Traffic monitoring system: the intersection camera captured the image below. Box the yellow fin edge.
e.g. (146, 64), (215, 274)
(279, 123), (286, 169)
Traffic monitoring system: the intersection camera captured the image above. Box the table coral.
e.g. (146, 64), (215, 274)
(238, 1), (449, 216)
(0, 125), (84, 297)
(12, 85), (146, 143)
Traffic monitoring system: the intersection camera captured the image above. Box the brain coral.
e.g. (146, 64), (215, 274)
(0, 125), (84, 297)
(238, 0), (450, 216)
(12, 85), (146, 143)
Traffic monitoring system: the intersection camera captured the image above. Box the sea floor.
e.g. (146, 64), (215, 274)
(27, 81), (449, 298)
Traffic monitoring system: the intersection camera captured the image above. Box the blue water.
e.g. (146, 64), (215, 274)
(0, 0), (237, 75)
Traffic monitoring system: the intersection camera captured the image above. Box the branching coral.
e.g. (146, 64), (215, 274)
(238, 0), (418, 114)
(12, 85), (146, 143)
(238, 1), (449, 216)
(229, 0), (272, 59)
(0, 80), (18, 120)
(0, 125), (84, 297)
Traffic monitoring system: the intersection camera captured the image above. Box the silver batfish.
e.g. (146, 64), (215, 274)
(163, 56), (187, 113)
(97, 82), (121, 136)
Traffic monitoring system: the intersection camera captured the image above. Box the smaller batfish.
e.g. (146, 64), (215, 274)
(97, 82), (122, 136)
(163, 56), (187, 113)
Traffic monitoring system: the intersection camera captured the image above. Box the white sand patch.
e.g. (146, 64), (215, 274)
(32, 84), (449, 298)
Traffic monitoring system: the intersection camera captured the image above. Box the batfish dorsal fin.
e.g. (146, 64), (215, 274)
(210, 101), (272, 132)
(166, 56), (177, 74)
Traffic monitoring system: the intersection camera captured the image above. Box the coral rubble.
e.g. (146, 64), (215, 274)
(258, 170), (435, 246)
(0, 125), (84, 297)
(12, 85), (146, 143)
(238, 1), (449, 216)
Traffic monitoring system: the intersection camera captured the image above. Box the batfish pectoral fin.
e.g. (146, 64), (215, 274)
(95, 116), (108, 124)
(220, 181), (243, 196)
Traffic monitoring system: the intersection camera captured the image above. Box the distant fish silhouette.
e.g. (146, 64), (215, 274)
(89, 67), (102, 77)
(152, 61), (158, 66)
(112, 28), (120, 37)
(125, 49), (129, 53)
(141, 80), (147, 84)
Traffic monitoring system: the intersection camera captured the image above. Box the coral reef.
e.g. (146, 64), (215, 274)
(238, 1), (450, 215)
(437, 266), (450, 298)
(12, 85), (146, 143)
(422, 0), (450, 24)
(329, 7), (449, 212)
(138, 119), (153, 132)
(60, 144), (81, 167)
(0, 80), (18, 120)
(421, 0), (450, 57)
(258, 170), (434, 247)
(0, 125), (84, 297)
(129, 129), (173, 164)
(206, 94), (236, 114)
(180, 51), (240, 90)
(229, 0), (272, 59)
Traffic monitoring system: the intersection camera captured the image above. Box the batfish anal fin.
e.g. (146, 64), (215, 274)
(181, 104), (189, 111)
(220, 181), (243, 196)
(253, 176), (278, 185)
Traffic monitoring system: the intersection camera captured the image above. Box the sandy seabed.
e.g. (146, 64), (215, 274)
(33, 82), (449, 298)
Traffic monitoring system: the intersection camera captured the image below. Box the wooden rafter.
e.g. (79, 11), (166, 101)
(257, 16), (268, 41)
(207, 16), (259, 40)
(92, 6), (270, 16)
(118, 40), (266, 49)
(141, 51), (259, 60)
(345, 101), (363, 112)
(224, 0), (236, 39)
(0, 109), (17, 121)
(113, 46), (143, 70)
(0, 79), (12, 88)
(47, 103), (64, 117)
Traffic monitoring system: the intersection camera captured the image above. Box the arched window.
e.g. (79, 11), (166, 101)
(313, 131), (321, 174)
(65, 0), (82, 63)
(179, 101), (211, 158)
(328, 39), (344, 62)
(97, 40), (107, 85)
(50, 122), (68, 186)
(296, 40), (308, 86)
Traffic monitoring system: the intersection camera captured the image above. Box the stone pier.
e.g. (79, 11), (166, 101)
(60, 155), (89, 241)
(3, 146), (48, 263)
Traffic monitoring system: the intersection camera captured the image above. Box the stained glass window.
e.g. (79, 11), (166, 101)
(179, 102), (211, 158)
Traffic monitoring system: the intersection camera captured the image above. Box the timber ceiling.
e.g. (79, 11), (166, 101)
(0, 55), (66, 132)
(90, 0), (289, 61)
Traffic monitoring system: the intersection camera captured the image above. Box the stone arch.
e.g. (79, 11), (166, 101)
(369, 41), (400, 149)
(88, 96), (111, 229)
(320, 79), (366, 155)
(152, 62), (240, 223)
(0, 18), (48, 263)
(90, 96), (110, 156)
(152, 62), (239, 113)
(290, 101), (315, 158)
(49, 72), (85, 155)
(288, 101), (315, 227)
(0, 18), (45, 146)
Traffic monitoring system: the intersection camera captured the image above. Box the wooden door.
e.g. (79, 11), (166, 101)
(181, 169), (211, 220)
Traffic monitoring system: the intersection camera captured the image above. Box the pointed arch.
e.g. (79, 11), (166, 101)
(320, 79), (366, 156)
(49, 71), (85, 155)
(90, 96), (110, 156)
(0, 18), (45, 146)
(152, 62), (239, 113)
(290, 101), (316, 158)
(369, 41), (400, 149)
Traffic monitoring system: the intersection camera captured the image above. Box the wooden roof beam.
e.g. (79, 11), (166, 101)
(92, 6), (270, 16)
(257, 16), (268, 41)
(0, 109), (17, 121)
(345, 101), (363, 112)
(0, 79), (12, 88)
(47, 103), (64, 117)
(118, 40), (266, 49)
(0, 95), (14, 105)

◇ ◇ ◇ ◇

Assignment ▸
Give back the opening line of the records above and every line after it, up to and including the one with "the table coral.", unchanged.

Answer box ▸
Traffic monitoring system: the intersection camera captured the image below. Box the yellow fin edge.
e.g. (146, 64), (215, 274)
(279, 123), (286, 169)
Traffic monitoring system: the intersection camera captured the image above. Box the table coral.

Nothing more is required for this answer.